Copy the kretprobe patch announcement starting with "This series also" and going on through "to enable it.", swapping "ret_stack" for "return stack" each time it occurs.
[Start of Extracted text]
[RFC PATCH -tip 0/2] kprobes: A trial to reuse graph-tracer's return stack for kretprobe

From: Masami Hiramatsu
Date: Mon Aug 21 2017 - 11:41:02 EST


Hello,

Here is a feasible study patch to use function_graph
tracer's per-thread return stack for storing kretprobe
return address as fast path.

Currently kretprobe has own instance hash-list for storing
return address. However, it introduces a spin-lock for
hash list entry and compel users to estimate how many
probes run concurrently (and set it to kretprobe->maxactive).

To solve this issue, this reuses function_graph's per-thread
ret_stack for kretprobes as fast path instead of using its
hash-list if possible. Note that if the kretprobe has
custom entry_handler and store data in kretprobe_instance,
we can not use the fast path, since current per-thread
return stack is fixed size. (This feature is used by some
systemtap scripts)

This series also includes showing missed count of
kretprobes via ftrace's kprobe_profile interface, which
had been posted in this March. That is required for
below test case. (without that, we can not see any
kretprobe miss count)

Usage
=====
Note that this is just a feasibility study code, and since
the per-thread ret_stack is initialized only when the
function_graph tracer is enabled, you have to following
operation to enable it.

# echo '*' > <tracefs>/set_graph_notrace
# echo function_graph > <tracefs>/current_tracer

After that, try to add an kretprobe event with just 1
instance (anyway we don't use it).

# echo r1 vfs_write > <tracefs>/kprobe_events
# echo 1 > <tracefs>/events/kprobes/enable

And run "yes" command concurrently.

# for i in {0..31}; do yes > /dev/null & done
# cat <tracefs>/kprobe_profile
r_vfs_write_0 4756473 0

Then you will see the error count (the last column) is zero.
Currently, this feature is disabled when the function graph
tracer is stopped, so if you set nop tracer as below,

# echo nop > <tracefs>/current_tracer

Then you'll see the error count is increasing.

# cat <tracefs>/kprobe_profile
r_vfs_write_0 7663462 238537

This may gain the performance of kretprobe, but I haven't
benchmark it yet.


TODO
====
This is just a feasible study code, I haven't tested it
deeper. It may still have some bugs. Anyway, if it is good,
I would like to split the per-thread return stack code
from ftrace, and make it a new generic feature (e.g.
CONFIG_THERAD_RETURN_STACK) so that both kprobes and
ftrace can share it. It may also move return-stack
allocation as direct call instead of event handler.

Any comment?

Thank you,

---

Masami Hiramatsu (2):
trace: kprobes: Show sum of probe/retprobe nmissed count
kprobes/x86: Use graph_tracer's per-thread return stack for kretprobe


arch/x86/kernel/kprobes/core.c | 95 ++++++++++++++++++++++++++++++++++
include/linux/ftrace.h | 3 +
kernel/kprobes.c | 11 ++++
kernel/trace/trace_functions_graph.c | 5 +-
kernel/trace/trace_kprobe.c | 2 -
5 files changed, 112 insertions(+), 4 deletions(-)

--
Masami Hiramatsu (Linaro) <mhiramat@xxxxxxxxxx>
[End of Extracted text]
[Start of Entries provided]
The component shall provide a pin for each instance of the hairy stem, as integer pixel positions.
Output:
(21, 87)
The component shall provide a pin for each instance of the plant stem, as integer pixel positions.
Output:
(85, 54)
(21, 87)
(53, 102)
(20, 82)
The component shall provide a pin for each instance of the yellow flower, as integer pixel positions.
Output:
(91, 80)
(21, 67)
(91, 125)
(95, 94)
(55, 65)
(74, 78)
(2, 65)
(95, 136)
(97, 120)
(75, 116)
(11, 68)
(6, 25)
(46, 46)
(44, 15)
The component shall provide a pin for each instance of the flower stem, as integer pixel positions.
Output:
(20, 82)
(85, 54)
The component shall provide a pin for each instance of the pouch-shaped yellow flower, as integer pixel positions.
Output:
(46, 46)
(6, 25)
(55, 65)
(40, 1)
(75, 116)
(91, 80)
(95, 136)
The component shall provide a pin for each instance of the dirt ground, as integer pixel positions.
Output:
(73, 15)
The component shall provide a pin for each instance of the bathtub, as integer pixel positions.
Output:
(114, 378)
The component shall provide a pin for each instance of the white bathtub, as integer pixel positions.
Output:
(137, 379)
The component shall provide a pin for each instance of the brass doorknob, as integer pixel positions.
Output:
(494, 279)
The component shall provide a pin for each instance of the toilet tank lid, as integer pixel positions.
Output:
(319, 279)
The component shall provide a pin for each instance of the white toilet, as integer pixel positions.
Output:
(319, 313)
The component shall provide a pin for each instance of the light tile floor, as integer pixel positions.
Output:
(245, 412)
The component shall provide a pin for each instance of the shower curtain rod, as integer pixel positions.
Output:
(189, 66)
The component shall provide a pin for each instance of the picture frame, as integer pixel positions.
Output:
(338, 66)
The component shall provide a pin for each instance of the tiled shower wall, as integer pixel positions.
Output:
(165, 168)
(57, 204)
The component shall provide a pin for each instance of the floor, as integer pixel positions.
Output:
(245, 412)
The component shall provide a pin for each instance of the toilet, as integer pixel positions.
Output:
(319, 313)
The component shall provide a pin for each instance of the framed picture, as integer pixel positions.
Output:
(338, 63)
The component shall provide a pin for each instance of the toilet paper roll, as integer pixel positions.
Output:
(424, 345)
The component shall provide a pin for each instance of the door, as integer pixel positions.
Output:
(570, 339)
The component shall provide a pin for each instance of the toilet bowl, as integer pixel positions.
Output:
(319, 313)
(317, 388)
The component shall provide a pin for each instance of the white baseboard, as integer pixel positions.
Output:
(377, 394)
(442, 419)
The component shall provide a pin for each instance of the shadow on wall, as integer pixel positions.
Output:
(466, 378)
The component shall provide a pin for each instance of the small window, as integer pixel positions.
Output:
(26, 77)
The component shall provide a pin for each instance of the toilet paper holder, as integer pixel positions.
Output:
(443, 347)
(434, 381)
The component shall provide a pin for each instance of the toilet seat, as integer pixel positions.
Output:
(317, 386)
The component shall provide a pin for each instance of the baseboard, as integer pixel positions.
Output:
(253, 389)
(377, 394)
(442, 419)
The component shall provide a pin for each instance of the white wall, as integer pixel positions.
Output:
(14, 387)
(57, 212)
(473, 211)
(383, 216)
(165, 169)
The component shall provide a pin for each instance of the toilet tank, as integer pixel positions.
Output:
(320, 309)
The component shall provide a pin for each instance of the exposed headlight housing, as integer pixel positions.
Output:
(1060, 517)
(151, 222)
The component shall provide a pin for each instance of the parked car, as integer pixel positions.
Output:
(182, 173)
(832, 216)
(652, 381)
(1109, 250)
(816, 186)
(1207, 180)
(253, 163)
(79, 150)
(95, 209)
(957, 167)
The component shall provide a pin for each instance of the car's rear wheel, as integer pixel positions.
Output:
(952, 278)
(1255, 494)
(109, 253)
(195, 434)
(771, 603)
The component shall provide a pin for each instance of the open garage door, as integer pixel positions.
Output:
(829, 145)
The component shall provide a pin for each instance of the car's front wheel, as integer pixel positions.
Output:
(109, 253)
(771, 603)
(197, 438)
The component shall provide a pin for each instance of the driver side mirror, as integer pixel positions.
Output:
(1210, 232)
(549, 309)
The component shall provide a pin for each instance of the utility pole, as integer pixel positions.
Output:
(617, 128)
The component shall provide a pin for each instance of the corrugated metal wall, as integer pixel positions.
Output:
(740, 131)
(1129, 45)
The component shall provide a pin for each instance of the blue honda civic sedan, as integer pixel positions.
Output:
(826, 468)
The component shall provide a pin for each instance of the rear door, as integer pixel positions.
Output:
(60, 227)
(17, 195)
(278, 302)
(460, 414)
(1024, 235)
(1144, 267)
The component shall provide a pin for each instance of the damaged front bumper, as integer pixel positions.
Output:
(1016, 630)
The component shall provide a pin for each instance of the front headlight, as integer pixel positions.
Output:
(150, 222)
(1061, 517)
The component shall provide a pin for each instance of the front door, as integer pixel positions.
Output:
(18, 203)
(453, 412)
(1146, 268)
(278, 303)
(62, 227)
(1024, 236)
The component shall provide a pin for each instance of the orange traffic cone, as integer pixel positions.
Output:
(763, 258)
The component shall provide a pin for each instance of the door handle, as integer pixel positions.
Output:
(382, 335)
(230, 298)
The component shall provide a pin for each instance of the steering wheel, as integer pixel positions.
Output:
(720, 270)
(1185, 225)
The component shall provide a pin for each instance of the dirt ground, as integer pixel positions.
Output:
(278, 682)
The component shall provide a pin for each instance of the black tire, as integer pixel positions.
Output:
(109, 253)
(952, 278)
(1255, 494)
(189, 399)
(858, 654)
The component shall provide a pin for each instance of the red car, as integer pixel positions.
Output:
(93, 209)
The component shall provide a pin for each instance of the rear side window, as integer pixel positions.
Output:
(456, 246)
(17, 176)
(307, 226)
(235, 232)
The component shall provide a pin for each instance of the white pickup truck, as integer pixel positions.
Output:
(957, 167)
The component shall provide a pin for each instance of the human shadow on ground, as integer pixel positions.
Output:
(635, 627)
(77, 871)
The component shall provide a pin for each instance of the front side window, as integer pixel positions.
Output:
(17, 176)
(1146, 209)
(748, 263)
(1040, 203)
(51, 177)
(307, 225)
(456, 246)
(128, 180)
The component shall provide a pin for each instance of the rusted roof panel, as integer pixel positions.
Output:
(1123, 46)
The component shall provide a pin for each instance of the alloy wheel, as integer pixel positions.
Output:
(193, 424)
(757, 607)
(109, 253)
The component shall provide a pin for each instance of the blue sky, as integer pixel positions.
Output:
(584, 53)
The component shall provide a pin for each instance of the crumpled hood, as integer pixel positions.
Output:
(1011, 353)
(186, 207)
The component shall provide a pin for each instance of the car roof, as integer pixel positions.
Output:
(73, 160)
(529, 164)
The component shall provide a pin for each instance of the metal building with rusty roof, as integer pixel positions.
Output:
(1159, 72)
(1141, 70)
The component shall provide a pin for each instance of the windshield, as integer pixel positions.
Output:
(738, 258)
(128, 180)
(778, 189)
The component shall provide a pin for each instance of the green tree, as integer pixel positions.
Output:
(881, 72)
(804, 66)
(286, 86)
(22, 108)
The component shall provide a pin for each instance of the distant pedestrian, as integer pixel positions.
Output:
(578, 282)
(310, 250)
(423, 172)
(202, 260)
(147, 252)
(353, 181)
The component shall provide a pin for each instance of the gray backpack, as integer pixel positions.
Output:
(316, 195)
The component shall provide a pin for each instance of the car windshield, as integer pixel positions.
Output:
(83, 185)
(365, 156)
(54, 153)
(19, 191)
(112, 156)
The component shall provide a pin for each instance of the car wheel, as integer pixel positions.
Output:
[End of Entries provided]
**Solution to this problem:**
This series also includes showing missed count of
kretprobes via ftrace's kprobe_profile interface, which
had been posted in this March. That is required for
below test case. (without that, we can not see any
kretprobe miss count)

Usage
=====
Note that this is just a feasibility study code, and since
the per-thread return stack is initialized only when the
function_graph tracer is enabled, you have to following
operation to enable it.